Aim of the task ::
Write out again the lines from the line with "Target: stone pavement" up to and including the line with "Target: brick building", exactly as they stand below, and skip any picture.

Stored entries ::
○ ○ ○ ○ ○ ○ ○
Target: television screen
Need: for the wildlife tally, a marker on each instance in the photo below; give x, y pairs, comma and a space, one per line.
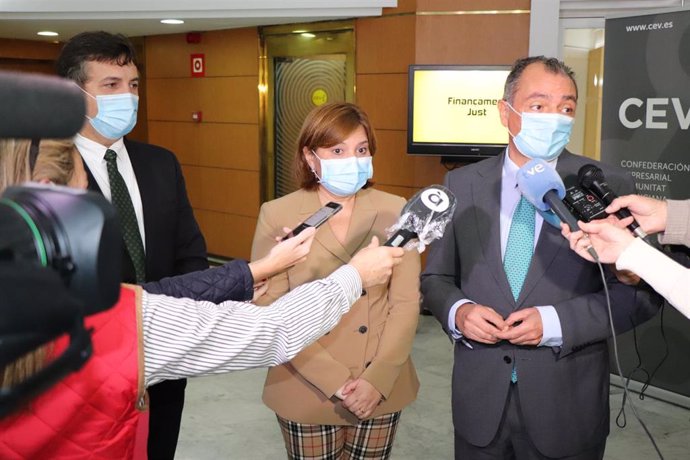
453, 111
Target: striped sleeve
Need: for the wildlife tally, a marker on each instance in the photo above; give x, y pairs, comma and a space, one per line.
187, 338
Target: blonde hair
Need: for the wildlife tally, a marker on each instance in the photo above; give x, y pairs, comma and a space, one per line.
55, 162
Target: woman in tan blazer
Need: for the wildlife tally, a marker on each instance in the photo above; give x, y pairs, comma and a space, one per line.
342, 396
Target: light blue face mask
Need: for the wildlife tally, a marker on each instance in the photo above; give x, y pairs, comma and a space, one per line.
345, 176
117, 114
542, 135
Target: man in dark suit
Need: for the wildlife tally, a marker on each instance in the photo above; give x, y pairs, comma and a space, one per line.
528, 316
145, 184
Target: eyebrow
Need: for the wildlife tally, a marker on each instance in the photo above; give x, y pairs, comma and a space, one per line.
567, 97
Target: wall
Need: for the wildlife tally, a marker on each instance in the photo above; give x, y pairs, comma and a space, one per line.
28, 56
220, 156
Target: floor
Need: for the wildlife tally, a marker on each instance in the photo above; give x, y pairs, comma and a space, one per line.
225, 419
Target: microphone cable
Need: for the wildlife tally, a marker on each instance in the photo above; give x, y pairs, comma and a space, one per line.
626, 393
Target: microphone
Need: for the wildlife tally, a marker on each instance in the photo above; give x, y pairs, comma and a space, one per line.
543, 187
424, 217
592, 178
39, 106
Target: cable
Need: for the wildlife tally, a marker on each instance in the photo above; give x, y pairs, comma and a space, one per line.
617, 360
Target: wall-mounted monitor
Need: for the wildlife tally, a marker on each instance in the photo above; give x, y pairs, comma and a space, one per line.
453, 111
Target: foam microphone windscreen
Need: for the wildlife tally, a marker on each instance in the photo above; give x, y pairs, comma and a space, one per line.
39, 106
424, 216
535, 179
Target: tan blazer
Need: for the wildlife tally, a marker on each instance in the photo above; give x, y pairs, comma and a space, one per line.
372, 341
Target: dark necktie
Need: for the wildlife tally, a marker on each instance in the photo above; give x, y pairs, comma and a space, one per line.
128, 219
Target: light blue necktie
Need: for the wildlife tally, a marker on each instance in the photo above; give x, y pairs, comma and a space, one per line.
519, 251
520, 246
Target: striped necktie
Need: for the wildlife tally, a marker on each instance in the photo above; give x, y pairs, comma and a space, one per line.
128, 220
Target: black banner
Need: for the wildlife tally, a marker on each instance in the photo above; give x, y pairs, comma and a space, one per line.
645, 129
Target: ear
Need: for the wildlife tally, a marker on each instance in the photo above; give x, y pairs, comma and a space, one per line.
504, 112
309, 157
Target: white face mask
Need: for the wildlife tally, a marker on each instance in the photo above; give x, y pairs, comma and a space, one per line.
542, 135
345, 176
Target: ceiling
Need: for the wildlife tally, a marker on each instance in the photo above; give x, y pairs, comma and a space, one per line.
22, 19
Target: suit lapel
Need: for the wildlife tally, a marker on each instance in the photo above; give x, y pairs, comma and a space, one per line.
362, 221
486, 194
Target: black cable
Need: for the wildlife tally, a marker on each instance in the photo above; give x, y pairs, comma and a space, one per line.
618, 364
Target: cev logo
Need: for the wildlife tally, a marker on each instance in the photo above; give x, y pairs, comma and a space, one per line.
435, 199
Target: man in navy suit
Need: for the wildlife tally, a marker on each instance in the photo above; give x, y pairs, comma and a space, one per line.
531, 364
165, 231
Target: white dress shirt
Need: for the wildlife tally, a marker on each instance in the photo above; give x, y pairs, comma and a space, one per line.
93, 154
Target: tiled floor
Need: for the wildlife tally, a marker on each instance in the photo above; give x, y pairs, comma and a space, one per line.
225, 419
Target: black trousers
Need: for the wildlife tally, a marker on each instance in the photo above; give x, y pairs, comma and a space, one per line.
512, 441
166, 401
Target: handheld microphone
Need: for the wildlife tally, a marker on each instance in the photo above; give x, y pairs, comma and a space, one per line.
424, 217
543, 187
592, 178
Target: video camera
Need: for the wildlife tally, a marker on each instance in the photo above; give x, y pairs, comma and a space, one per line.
60, 248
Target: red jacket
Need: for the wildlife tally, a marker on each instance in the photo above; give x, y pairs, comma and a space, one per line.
94, 412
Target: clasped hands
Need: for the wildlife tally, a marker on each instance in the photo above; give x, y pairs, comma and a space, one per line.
359, 397
483, 324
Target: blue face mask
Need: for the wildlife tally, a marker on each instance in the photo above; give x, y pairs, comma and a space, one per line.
543, 135
117, 114
345, 176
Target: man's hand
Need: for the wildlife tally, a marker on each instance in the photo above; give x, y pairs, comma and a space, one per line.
375, 263
651, 214
523, 327
283, 255
479, 323
361, 398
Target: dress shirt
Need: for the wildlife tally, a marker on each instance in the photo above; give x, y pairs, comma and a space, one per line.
510, 196
93, 154
187, 338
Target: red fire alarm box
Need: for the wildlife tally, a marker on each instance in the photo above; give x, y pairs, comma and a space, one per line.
198, 65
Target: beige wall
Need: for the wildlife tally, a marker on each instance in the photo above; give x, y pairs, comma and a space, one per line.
220, 156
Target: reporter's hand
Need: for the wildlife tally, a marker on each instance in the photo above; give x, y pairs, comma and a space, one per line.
651, 214
523, 327
375, 263
479, 323
607, 239
283, 255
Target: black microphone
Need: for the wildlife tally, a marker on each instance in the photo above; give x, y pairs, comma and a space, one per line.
424, 216
592, 178
39, 106
541, 185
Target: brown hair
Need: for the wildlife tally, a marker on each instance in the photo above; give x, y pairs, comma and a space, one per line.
326, 126
55, 163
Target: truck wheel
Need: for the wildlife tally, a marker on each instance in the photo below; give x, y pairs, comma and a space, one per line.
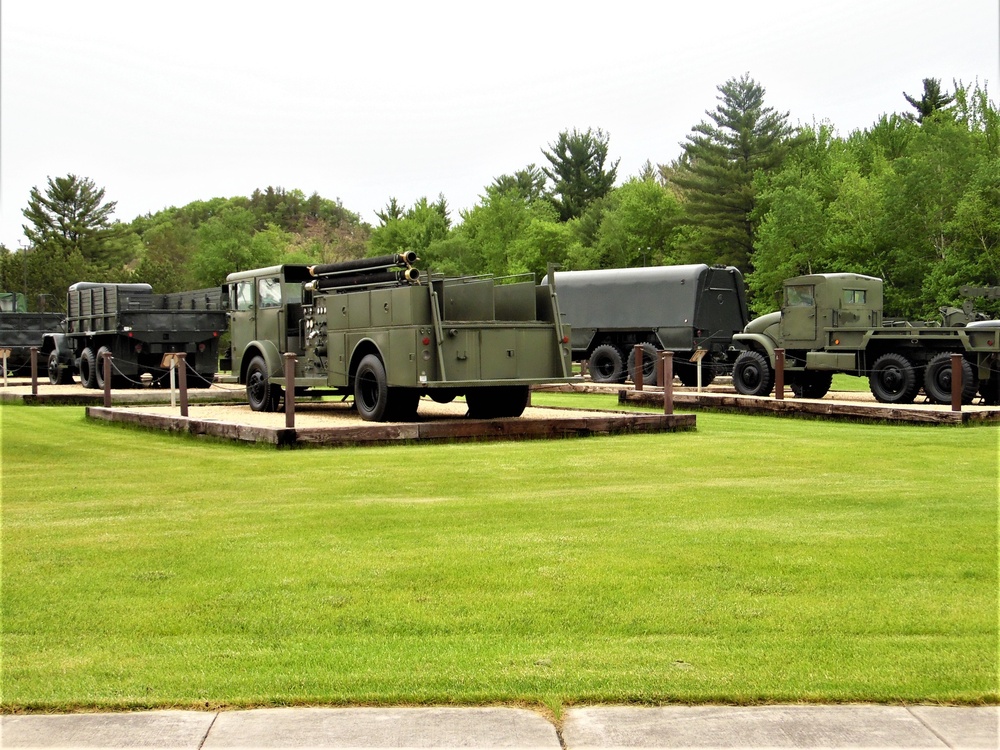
58, 374
371, 392
606, 365
937, 380
493, 402
812, 384
261, 393
649, 357
894, 379
752, 374
88, 368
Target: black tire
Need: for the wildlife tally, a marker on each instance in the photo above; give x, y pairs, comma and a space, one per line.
650, 355
59, 374
371, 391
894, 379
937, 380
497, 401
605, 365
812, 384
687, 372
88, 368
752, 374
262, 394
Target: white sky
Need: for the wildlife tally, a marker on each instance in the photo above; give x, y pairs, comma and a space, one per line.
164, 103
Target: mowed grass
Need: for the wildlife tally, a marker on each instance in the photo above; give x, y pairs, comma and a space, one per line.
755, 559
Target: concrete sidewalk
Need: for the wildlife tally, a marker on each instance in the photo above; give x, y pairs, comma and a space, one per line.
860, 726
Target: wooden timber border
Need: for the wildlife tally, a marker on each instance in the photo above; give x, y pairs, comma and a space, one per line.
559, 423
828, 408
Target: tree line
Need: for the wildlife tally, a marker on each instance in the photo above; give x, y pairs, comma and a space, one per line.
913, 199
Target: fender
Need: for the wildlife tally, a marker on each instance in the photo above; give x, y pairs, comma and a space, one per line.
365, 346
756, 341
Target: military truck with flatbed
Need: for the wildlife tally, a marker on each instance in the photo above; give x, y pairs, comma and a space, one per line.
137, 328
682, 309
21, 330
375, 330
834, 322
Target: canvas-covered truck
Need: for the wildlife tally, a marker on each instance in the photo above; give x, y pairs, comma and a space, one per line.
20, 330
374, 330
833, 322
137, 327
681, 309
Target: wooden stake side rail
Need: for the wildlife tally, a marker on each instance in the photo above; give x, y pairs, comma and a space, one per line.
448, 430
868, 411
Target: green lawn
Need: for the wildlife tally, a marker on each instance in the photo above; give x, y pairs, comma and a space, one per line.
754, 559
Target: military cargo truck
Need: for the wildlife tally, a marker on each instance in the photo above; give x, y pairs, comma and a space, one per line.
374, 330
137, 328
833, 323
20, 330
663, 308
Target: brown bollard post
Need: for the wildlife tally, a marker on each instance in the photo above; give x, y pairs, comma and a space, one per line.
779, 374
182, 380
667, 373
106, 364
637, 377
289, 390
956, 382
34, 371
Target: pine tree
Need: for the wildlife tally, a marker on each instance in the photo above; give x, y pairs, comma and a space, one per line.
71, 217
578, 171
717, 170
930, 101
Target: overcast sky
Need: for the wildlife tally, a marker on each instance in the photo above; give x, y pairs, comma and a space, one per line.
164, 103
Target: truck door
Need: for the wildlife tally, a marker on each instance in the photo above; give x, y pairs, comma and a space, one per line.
798, 315
270, 313
242, 321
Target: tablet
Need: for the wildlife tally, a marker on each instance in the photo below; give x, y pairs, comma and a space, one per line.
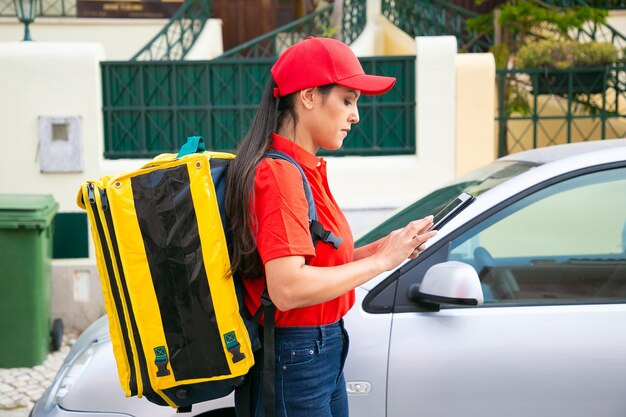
450, 210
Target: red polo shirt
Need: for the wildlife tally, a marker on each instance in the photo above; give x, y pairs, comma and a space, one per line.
281, 212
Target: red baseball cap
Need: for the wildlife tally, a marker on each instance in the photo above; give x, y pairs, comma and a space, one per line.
314, 62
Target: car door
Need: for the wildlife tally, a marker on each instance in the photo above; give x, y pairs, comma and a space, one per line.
550, 339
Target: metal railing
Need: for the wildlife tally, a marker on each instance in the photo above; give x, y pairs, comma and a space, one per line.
598, 4
561, 106
45, 8
353, 19
273, 43
177, 37
435, 18
151, 107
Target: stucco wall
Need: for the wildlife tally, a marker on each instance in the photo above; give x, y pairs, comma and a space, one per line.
120, 38
63, 79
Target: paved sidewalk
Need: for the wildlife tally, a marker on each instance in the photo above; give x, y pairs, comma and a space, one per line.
21, 387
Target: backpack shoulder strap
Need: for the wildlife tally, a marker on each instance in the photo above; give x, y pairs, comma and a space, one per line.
317, 230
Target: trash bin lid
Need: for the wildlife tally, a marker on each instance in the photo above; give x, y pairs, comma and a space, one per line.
29, 211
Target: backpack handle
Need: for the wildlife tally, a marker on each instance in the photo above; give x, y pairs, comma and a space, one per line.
195, 144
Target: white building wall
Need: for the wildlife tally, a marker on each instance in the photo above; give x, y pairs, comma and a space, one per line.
63, 79
120, 38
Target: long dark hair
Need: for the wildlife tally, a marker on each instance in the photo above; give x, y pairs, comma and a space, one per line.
270, 116
245, 259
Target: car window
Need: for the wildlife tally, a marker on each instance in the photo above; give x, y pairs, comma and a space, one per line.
475, 183
563, 244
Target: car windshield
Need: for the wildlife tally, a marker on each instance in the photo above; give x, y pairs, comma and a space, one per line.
475, 183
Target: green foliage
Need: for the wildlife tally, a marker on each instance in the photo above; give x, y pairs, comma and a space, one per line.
562, 54
521, 19
501, 53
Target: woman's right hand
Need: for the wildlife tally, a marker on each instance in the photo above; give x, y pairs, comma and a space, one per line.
404, 243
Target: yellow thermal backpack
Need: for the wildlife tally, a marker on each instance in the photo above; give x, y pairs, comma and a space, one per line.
179, 330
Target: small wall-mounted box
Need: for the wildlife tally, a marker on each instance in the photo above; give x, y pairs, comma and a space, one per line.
60, 142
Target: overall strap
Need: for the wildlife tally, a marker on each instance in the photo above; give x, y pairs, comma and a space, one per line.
318, 232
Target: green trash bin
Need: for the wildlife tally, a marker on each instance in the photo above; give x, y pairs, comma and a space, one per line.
25, 278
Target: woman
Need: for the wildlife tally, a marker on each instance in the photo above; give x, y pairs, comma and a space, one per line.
311, 103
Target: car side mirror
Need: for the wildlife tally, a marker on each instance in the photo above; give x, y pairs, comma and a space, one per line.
452, 282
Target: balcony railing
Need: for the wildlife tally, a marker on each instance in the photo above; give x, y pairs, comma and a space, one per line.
562, 106
435, 18
151, 107
319, 23
599, 4
273, 43
45, 8
177, 37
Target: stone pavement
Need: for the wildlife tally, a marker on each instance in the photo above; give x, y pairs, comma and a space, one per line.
21, 387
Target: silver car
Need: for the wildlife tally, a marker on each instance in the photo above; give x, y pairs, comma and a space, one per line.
516, 308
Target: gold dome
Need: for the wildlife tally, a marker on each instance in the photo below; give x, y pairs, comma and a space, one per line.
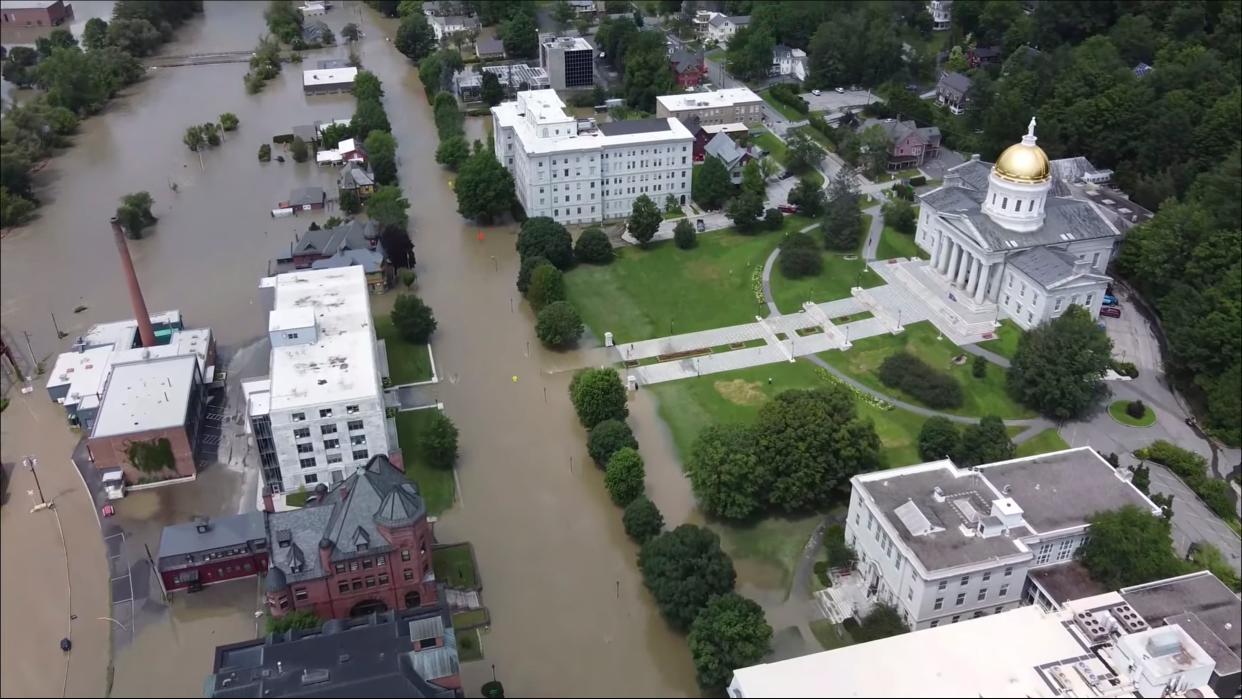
1022, 163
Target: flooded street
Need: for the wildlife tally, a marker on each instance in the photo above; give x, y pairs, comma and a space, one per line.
569, 612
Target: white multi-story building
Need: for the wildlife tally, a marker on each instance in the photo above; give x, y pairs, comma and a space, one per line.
944, 544
578, 173
321, 411
735, 104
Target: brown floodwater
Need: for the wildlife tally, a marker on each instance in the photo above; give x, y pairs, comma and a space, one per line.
569, 612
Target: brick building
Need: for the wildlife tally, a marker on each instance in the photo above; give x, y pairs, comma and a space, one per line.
360, 546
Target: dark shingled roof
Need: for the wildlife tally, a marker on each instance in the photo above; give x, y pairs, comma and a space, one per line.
635, 127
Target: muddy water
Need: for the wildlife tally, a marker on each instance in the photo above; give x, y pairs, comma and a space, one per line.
569, 613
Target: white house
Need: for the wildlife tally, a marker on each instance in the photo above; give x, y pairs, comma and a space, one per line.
943, 544
578, 173
319, 414
1001, 235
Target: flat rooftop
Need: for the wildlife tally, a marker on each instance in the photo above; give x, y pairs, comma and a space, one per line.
340, 364
708, 99
145, 395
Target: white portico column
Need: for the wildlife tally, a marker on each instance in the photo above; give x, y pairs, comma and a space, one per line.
981, 289
963, 270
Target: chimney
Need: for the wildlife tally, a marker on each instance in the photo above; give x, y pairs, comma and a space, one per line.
135, 292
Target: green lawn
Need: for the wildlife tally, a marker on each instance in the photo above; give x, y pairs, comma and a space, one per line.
1006, 339
407, 363
436, 484
785, 109
981, 396
1047, 441
894, 243
455, 566
665, 291
1117, 409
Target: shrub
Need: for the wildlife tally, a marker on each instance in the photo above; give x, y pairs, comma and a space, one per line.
558, 324
624, 476
547, 287
606, 438
800, 262
683, 235
642, 519
593, 247
914, 376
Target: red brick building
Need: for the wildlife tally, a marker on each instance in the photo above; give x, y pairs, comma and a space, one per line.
360, 546
35, 13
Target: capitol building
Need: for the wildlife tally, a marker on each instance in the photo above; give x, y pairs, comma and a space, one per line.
1014, 240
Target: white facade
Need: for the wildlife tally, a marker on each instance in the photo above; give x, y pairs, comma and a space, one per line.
943, 544
323, 402
579, 174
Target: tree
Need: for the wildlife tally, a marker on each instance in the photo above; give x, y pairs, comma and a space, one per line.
645, 219
594, 247
711, 184
414, 36
598, 395
683, 235
1060, 365
683, 569
753, 179
744, 210
1129, 546
485, 188
986, 442
547, 286
412, 319
437, 441
540, 236
642, 520
939, 438
606, 438
492, 92
725, 472
521, 36
624, 476
369, 117
388, 207
730, 632
807, 196
814, 442
95, 34
802, 154
901, 216
381, 150
452, 152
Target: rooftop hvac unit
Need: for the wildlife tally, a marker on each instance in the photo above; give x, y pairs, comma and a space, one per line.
1130, 620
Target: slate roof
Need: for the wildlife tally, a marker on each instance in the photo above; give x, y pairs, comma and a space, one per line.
350, 235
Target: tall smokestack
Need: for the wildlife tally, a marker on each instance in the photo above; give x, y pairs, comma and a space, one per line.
135, 293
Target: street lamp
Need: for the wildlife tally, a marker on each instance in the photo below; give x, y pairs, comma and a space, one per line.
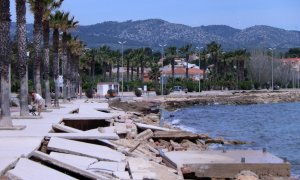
199, 49
122, 44
272, 49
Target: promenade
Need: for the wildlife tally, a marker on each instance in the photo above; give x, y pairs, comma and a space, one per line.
18, 143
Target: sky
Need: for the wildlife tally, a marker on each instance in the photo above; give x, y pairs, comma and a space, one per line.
239, 14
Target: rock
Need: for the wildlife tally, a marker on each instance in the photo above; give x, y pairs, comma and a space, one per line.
246, 175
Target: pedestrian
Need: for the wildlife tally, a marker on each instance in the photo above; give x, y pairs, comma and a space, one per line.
39, 101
○ ○ ○ ○ ○ ○ ○
Task output ::
Target: stone pavement
Need: for the wildlife tally, a marker on each instance in the photo above; give x, y pairs, comma and a space, one per line.
21, 387
Target: silver car
Need: for the wildlife tally, a marker on each instance in the photo above; give x, y pairs, comma and a space, one per line.
516, 308
Target: gold dome
Need: for the wildlife tally, a marker on each instance in the photo below; give x, y pairs, comma and a space, one per line.
1022, 163
Target: flooded street
Need: for the wildlife tally, a marker on each instance in the photo above; give x, y pairs, comma and a space, one per line.
569, 612
Target: white multi-story building
Need: for the wildlife tally, a marker on each instance in the photo above; give x, y pairs, comma and a space, one per line.
944, 544
578, 173
321, 411
735, 104
Target: brown floodwater
Need: for the wildlife tally, a marker on each instance in the photo above; give x, y pairs, comma and a space, one per line.
569, 612
Target: brick building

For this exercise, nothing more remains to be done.